EXERCISE OBJECTIVE:
Please answer these questions from the excerpt on proving fraud:
(a) How will a transaction be deemed if the evidence is as consistent with honesty as with fraud?
(b) Who has the burden of establishing that the defendant did not intend to perform as promised?
(c) What was the amount of the promissory note Plaintiff received when he sold his interest in CIMC to Francis and his wife?

EXCERPTED TEXT:
>>>>>
Fraud may be established by circumstantial evidence. Wion, 808 S.W.2d at 954. However, "the evidence to support an inference of fraud must arise above mere suspicion and point logically and convincingly to that conclusion." Grosser v. Kandel-Iken Builders, Inc., 647 S.W.2d 911, 914 (Mo.App.1983). "All doubt should be entertained in favor of good faith in determining whether a statement constitutes a misrepresentation." Id.

Fraud is never presumed, but must be proven. Scott, 847 S.W.2d at 865. If the evidence is as consistent with honesty as with fraud, the transaction will be deemed honest. Id. Evidence that amounts to no more than suspicion or conjecture of fraud does not suffice to prove fraud. Id.

A promise accompanied by a present intent not to perform is a misrepresentation sufficient to constitute fraud. Carlund Corp. v. Crown Center Redevelopment Corp., 910 S.W.2d 273, 279 (Mo.App.1995). Failure to perform alone, however, is not sufficient to establish the intent of the promisor at the time the agreement was made. Id. The mere giving of a promise, though breached the next day, does not give rise to an action for tortious fraud. Id.

To establish fraud, plaintiff has to prove that defendant not only breached the contract, but that Defendant intended to do so when it made the contract. Maupin v. Hallmark Cards, Inc., 894 S.W.2d 688, 697 (Mo.App.1995). Plaintiff has the burden of establishing that defendant did not intend to perform as promised. Grossoehme v. Cordell, 904 S.W.2d 392, 396 (Mo.App.1995).

Assuming a $285,000.00 promissory note and deed of trust, Clevenger Investment Management Corporation (CIMC) purchased from Bear Park Inc. lake-front property in Taney County. At the time of the purchase of the property, Robert Francis and Plaintiff-Respondent J. Hobart Stewart were the owners of the stock of CIMC. Thereafter, Plaintiff sold his interest in CIMC to Francis and his wife in exchange for a promissory note in the amount of $78,750.00. The note was secured by a second deed of trust on the property. June and Wallace Brunson had sold the property to Bear Park, Inc., and held a first deed of trust on the property, securing a $285,000.00 promissory note.
<<<<<
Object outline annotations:
>>>>>
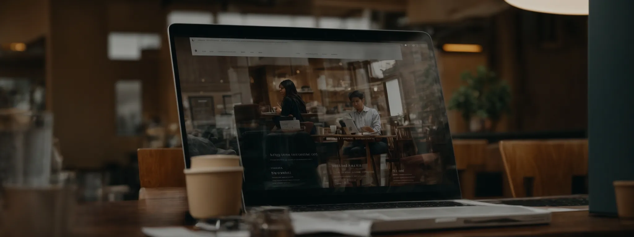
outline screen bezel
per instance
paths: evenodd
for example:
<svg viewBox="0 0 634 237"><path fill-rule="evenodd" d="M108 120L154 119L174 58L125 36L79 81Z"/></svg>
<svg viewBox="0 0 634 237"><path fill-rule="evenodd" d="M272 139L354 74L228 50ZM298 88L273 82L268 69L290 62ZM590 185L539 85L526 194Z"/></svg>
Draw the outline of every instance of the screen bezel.
<svg viewBox="0 0 634 237"><path fill-rule="evenodd" d="M223 25L172 24L168 27L172 66L174 76L174 86L178 106L181 125L181 140L186 138L184 117L179 79L178 64L174 39L177 37L229 38L269 40L297 40L315 41L339 41L359 42L424 42L427 44L430 54L436 56L433 44L429 34L422 32L396 30L365 30L295 28L278 27L254 27ZM438 78L437 78L437 80ZM448 125L446 126L449 129ZM451 146L451 138L449 146ZM183 142L183 155L186 167L190 167L186 142ZM453 164L455 164L453 149L450 152ZM454 169L455 171L455 169ZM450 182L443 185L417 185L424 187L424 191L408 191L410 186L376 186L354 188L311 188L245 190L243 197L246 206L318 205L351 204L364 202L389 202L408 201L429 201L460 199L461 193L457 171L446 170L444 178ZM417 188L417 189L420 189Z"/></svg>

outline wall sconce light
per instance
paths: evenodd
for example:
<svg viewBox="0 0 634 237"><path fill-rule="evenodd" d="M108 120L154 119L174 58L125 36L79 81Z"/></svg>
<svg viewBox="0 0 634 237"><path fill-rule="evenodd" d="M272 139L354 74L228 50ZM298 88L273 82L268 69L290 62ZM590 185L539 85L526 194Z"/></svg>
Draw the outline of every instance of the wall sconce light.
<svg viewBox="0 0 634 237"><path fill-rule="evenodd" d="M27 50L27 45L24 43L11 43L9 45L9 49L11 51L22 52Z"/></svg>
<svg viewBox="0 0 634 237"><path fill-rule="evenodd" d="M504 0L527 11L559 15L587 15L589 0Z"/></svg>
<svg viewBox="0 0 634 237"><path fill-rule="evenodd" d="M445 44L443 45L445 52L481 52L482 46L479 44Z"/></svg>

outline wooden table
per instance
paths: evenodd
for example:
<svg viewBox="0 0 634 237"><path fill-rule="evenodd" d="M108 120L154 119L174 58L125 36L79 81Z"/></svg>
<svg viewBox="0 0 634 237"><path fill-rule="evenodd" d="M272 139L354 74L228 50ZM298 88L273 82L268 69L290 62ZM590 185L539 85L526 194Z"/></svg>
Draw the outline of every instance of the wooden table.
<svg viewBox="0 0 634 237"><path fill-rule="evenodd" d="M75 236L143 236L142 227L180 226L186 199L90 203L77 207ZM587 211L555 212L549 225L434 230L373 234L394 237L634 236L634 219L593 217ZM323 234L333 236L332 234Z"/></svg>
<svg viewBox="0 0 634 237"><path fill-rule="evenodd" d="M367 160L366 166L369 169L370 166L372 166L372 170L374 173L374 180L377 182L377 186L381 185L381 181L378 179L378 174L377 174L377 167L376 164L374 162L374 157L370 152L370 142L374 141L377 139L380 138L394 138L396 137L394 135L346 135L346 134L322 134L322 135L311 135L311 137L316 138L319 142L323 142L324 140L327 138L337 138L337 141L343 142L345 140L362 140L365 142L365 157ZM341 145L340 142L337 143L337 149L341 150ZM339 151L337 151L337 154L339 156L339 164L341 164L341 157L342 155L339 154ZM370 166L372 164L372 166ZM330 175L330 174L328 174Z"/></svg>

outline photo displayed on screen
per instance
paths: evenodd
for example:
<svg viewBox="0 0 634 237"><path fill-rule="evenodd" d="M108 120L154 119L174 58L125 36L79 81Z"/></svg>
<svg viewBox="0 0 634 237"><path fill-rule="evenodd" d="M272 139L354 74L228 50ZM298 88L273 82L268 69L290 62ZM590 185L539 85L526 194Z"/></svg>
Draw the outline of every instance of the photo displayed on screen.
<svg viewBox="0 0 634 237"><path fill-rule="evenodd" d="M425 43L174 45L188 156L240 155L245 188L437 185L455 170Z"/></svg>

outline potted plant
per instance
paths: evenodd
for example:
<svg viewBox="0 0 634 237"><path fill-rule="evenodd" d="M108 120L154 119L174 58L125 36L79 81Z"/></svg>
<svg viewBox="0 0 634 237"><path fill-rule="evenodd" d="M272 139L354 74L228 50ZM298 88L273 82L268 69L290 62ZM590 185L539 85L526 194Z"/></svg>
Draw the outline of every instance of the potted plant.
<svg viewBox="0 0 634 237"><path fill-rule="evenodd" d="M462 73L460 79L467 85L451 95L449 109L460 111L471 131L495 130L502 115L510 111L508 84L483 66L477 68L475 75Z"/></svg>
<<<<<
COMPLETE RESPONSE:
(a) Honest.
(b) The plaintiff.
(c) $78,750.00.